#### [YOUR GOAL]
Retype the complete listing exactly as it appears.

▬▬▬▬▬▬

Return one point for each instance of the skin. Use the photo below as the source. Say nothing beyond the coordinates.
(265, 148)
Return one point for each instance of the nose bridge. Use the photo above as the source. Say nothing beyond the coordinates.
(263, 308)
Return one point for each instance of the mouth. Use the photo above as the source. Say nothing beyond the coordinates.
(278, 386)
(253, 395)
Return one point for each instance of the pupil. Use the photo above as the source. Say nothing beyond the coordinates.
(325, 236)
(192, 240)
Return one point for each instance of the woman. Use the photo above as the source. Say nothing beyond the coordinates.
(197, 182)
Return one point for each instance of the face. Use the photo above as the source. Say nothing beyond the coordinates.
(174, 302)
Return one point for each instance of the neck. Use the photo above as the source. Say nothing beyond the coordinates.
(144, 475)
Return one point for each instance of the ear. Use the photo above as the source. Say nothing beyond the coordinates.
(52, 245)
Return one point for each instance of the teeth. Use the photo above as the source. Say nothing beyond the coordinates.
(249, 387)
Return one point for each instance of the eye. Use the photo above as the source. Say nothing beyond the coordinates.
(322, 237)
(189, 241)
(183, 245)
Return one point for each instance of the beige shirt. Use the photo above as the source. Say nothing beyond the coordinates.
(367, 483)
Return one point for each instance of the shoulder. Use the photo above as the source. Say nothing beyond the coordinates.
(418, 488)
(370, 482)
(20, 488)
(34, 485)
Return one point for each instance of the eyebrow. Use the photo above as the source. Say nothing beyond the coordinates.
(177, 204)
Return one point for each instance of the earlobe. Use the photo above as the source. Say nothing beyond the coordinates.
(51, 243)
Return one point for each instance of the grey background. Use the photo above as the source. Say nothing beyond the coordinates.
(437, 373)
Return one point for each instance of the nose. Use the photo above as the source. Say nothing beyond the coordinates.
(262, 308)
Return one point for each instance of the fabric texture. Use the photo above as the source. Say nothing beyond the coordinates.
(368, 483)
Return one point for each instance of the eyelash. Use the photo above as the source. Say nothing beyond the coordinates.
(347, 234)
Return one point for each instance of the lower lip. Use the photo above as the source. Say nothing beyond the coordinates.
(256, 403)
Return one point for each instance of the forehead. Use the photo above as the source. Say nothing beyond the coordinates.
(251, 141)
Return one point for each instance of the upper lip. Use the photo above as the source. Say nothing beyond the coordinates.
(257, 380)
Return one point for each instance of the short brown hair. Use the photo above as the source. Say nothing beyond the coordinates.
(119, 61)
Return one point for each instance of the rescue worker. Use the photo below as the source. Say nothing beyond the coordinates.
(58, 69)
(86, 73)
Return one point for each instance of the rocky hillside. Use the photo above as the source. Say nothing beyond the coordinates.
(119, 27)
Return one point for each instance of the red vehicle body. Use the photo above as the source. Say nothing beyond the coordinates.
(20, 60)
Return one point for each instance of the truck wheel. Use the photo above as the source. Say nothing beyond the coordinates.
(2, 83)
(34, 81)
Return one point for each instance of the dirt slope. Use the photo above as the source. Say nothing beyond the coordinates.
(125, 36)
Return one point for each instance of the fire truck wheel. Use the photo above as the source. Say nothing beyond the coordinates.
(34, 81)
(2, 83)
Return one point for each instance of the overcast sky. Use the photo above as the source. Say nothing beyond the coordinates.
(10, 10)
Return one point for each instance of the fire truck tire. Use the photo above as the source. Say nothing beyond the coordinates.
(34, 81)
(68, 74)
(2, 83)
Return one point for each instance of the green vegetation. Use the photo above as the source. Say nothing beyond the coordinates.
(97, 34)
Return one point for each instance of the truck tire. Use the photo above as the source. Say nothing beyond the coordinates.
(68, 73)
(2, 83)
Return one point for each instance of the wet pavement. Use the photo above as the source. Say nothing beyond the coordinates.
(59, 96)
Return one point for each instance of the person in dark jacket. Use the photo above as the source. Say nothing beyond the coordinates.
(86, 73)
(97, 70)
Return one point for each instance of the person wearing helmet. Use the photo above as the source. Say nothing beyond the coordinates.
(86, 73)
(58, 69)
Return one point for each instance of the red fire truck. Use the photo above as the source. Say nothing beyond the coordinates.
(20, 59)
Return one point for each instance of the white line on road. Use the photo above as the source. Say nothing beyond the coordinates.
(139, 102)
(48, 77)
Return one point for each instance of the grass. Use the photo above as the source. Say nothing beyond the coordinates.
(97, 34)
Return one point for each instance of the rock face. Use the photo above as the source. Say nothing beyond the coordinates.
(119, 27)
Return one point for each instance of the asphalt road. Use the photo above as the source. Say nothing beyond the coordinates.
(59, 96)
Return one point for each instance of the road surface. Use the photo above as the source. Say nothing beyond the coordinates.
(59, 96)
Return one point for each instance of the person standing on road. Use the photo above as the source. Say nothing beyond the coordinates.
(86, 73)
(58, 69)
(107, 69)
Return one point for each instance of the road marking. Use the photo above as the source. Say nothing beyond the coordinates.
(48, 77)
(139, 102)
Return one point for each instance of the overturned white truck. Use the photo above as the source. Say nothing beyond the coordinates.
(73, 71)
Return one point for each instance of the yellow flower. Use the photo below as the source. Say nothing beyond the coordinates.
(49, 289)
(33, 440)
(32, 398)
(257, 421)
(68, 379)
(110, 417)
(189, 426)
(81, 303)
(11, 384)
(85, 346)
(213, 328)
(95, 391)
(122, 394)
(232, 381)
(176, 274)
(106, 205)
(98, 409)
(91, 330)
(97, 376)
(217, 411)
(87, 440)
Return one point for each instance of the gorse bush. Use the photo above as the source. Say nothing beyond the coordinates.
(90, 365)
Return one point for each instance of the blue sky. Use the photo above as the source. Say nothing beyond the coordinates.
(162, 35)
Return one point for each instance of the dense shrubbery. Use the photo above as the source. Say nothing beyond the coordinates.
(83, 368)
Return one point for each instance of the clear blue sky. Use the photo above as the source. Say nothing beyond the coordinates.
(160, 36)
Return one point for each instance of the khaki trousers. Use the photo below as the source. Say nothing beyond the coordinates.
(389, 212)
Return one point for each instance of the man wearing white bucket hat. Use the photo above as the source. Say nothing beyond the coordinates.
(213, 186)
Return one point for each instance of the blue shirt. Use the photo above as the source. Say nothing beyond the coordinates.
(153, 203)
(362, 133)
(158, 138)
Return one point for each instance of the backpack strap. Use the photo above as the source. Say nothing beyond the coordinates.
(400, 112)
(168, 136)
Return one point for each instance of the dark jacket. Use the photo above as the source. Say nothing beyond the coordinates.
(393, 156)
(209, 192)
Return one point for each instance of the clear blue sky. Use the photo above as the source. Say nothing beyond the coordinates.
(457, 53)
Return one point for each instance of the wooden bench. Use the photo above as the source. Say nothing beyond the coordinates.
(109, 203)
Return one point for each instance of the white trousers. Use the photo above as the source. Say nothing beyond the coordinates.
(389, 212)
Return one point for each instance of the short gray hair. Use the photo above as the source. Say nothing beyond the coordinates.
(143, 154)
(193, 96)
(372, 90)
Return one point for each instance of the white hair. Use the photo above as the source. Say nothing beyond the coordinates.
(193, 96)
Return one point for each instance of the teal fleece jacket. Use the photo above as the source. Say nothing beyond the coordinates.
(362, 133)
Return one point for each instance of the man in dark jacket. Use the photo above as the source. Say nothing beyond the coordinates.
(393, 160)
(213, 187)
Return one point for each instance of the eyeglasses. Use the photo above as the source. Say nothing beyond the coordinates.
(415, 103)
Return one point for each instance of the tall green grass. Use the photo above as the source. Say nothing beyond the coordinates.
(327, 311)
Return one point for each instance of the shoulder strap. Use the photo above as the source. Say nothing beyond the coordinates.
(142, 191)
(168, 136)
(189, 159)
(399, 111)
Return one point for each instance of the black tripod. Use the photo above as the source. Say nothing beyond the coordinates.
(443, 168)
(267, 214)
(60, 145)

▬▬▬▬▬▬

#### [FINISHED EXERCISE]
Return one point for each instance of the skin. Use the photo below as the source. Say nothing beyond the coordinates.
(265, 148)
Return one point for each instance of the nose bridge. Use the photo above as the source. Say nothing beyond the coordinates.
(263, 308)
Return one point for each instance of the mouth. Use the photo above as the source. Say nothing beyond the coordinates.
(278, 386)
(253, 395)
Return one point for each instance of the pupil. Use the photo above as the source. Say nothing beyond the coordinates.
(325, 236)
(192, 240)
Return one point for each instance of the woman. Use the photo above as the source. Say nothing beyond the coordinates.
(197, 182)
Return one point for each instance of the face. Use the photo above as the source. Say nothing beyond the coordinates.
(174, 302)
Return one point for each instance of the neck. Use the photo above as the source. Say nothing beyond the coordinates.
(144, 475)
Return one point for each instance of the ear. Use the photo above as the source. Say nothing beyond the coordinates.
(52, 245)
Return one point for each instance of the teeth. Use the photo above as the source. Say nothing beyond the coordinates.
(249, 387)
Return one point for each instance of the eye. Use the photo above as the source. Say nothing beyond the coordinates.
(322, 237)
(189, 241)
(183, 245)
Return one point for each instance of the beige shirt. Use the photo above as the source. Say nothing beyond the coordinates.
(367, 483)
Return one point for each instance of the shoulder. Use the photo above as the source. Say nothing beyond the coordinates.
(418, 488)
(370, 482)
(20, 488)
(34, 485)
Return one point for each instance of the eyebrow. Use the photo above as the source. Say nothing beyond the coordinates.
(177, 204)
Return one point for each instance of the earlobe. Use the photo above as the source. Say nothing beyond the coordinates.
(51, 243)
Return one point for each instance of the grey background. Use the photo above as the source. Say nothing beyond the coordinates.
(437, 373)
Return one point for each instance of the nose. Use the photo above as the source. Say nothing beyond the coordinates.
(262, 308)
Return one point for each instance of the fabric texture. Use the photo above as the source. Say nothing beyond the coordinates.
(368, 483)
Return one point for each instance of the eyelash. Use the photo above as the source. Say nothing beyond the coordinates.
(347, 234)
Return one point for each instance of the lower lip. Use the photo above as the source. Say nothing beyond the coordinates.
(256, 403)
Return one point for each instance of the forehead. Use the photo above as the source. Say nothing beyond the coordinates.
(251, 141)
Return one point for each instance of the upper lip. Use the photo above as the source. Say nothing beyond the coordinates.
(257, 380)
Return one point for each instance of the short brown hair. Use the photo above as the source. Say nothing beyond the coordinates.
(119, 61)
Return one point for each instance of the rescue worker. Use the photo below as the source. Say nothing beyond the coordinates.
(58, 69)
(86, 73)
Return one point for each instance of the rocky hillside. Use the photo above as the source. Say nothing beyond the coordinates.
(119, 27)
Return one point for each instance of the red vehicle body. Use the photo above as the source. Say nothing beyond the coordinates.
(20, 60)
Return one point for each instance of the truck wheel. Use the photo above as the source. Say nothing beyond the coordinates.
(2, 83)
(34, 81)
Return one point for each instance of the dirt slope. Use the photo above as the source. Say nothing beyond the coordinates.
(125, 36)
Return one point for each instance of the fire truck wheel. Use the photo above as the source. Say nothing beyond the coordinates.
(34, 81)
(2, 83)
Return one point for each instance of the overcast sky. Use the photo above as the source. Say nothing beyond the coordinates.
(10, 10)
Return one point for each instance of the fire truck tire. Use the photo above as the source. Say nothing beyond the coordinates.
(34, 81)
(68, 74)
(2, 83)
Return one point for each instance of the green vegetation. Use the photo above as the source. Say nothing beyond the coordinates.
(97, 34)
Return one point for each instance of the truck tire. Use the photo above as the source. Say nothing beyond the coordinates.
(68, 73)
(2, 83)
Return one point for each instance of the wet pavement. Use the photo above as the source. Say nothing beyond the coordinates.
(59, 96)
Return one point for each instance of the person in dark jacket. Use the photo above as the source. Say nothing beyond the coordinates.
(86, 73)
(97, 70)
Return one point for each instance of the person wearing helmet. Use the photo above as the source. Say nothing beyond the coordinates.
(86, 73)
(58, 69)
Return one point for each instance of the red fire truck. Use the photo above as the source. Say nothing beyond the coordinates.
(20, 59)
Return one point for each instance of the white line on road. Use the photo above as the source. Say nothing beyond the coordinates.
(139, 102)
(48, 77)
Return one point for each instance of the grass. Use the photo above as the source. Say nothing beyond the coordinates.
(97, 34)
Return one point for each instance of the rock face. Use the photo above as the source. Say nothing beyond the coordinates.
(119, 27)
Return one point for each instance of the asphalt road. Use the photo above as the source. Say nothing beyond the coordinates.
(59, 96)
Return one point for each instance of the road surface. Use the photo above as the source. Say nothing beyond the coordinates.
(59, 96)
Return one point for each instance of the person standing on road. Use the photo above as the source. Say nothing beyond the coordinates.
(86, 73)
(58, 69)
(107, 69)
Return one point for each instance of the road marking. Use the photo above as the source. Say nothing beyond the coordinates.
(48, 77)
(139, 102)
Return one point for each instance of the overturned white truck. Use the photo above as the source. Say nothing beyond the coordinates.
(73, 71)
Return one point for each instance of the yellow flower. Use the photo below as the source. Say nothing beyond the coordinates.
(49, 289)
(33, 440)
(32, 398)
(257, 421)
(68, 379)
(110, 417)
(189, 426)
(81, 303)
(11, 384)
(85, 346)
(213, 328)
(95, 391)
(122, 394)
(232, 381)
(176, 274)
(106, 205)
(98, 409)
(91, 330)
(97, 376)
(217, 411)
(87, 440)
Return one point for each instance of the gorse bush. Use the photo above as the source. Say nothing beyond the coordinates.
(90, 365)
Return one point for each instance of the blue sky. Use the photo above as the source. Say nothing beyond the coordinates.
(162, 35)
Return one point for each instance of the dense shrubbery. Use the photo above as the source. Say nothing beyond the coordinates.
(83, 368)
Return one point for each instance of the clear blue sky. Use the photo above as the source. Say nothing beyond the coordinates.
(160, 36)
Return one point for each instance of the khaki trousers. Use the photo below as the source. Say nothing beyond the coordinates.
(389, 212)
Return one point for each instance of the man wearing white bucket hat. Use the photo above as the source. Say nothing beyond the coordinates.
(213, 186)
Return one point for each instance of the blue shirt. Use the photo above as the source. Say nothing beyond the coordinates.
(153, 203)
(362, 133)
(158, 138)
Return one point for each instance of the backpack strap. Use the photo above as the source. Say nothing beyond the coordinates.
(400, 112)
(168, 136)
Return one point for each instance of the dark jacket. Use the photo above as the source. Say nothing beyond the coordinates.
(393, 156)
(209, 192)
Return one point for each instance of the clear blue sky. Use the photo above as the source. Say nothing beyond the coordinates.
(457, 53)
Return one point for each instance of the wooden bench. Use the photo above as the source. Say nothing beyond the coordinates.
(109, 203)
Return one point for each instance of the white trousers. Use the photo above as the source. Say nothing beyond the coordinates.
(389, 212)
Return one point for each instance of the short gray hair. Use the photo above as the source. Say nothing beyond the coordinates.
(143, 154)
(193, 96)
(372, 90)
Return one point for each instance of the white hair. Use the photo above as the source. Say nothing beyond the coordinates.
(193, 96)
Return one point for each instance of the teal fleece jacket. Use the photo above as the source. Say nothing beyond the coordinates.
(362, 133)
Return one point for each instance of the man in dark jacket. Use the photo above as the source. Say nothing beyond the coordinates.
(393, 160)
(213, 187)
Return one point for each instance of the eyeglasses. Use the photo above as the source. Say nothing beyond the coordinates.
(415, 103)
Return one point for each instance of the tall green grass. Use the photo above as the source. Say nothing beyond the coordinates.
(327, 311)
Return one point for each instance of the shoulder strap. Use the photo above as the source. Say nothing beyond the coordinates.
(142, 191)
(168, 136)
(189, 159)
(399, 111)
Return one point for each instance of the black tripod. Use the photo above as the source. Say nothing beyond the coordinates.
(443, 168)
(267, 214)
(60, 145)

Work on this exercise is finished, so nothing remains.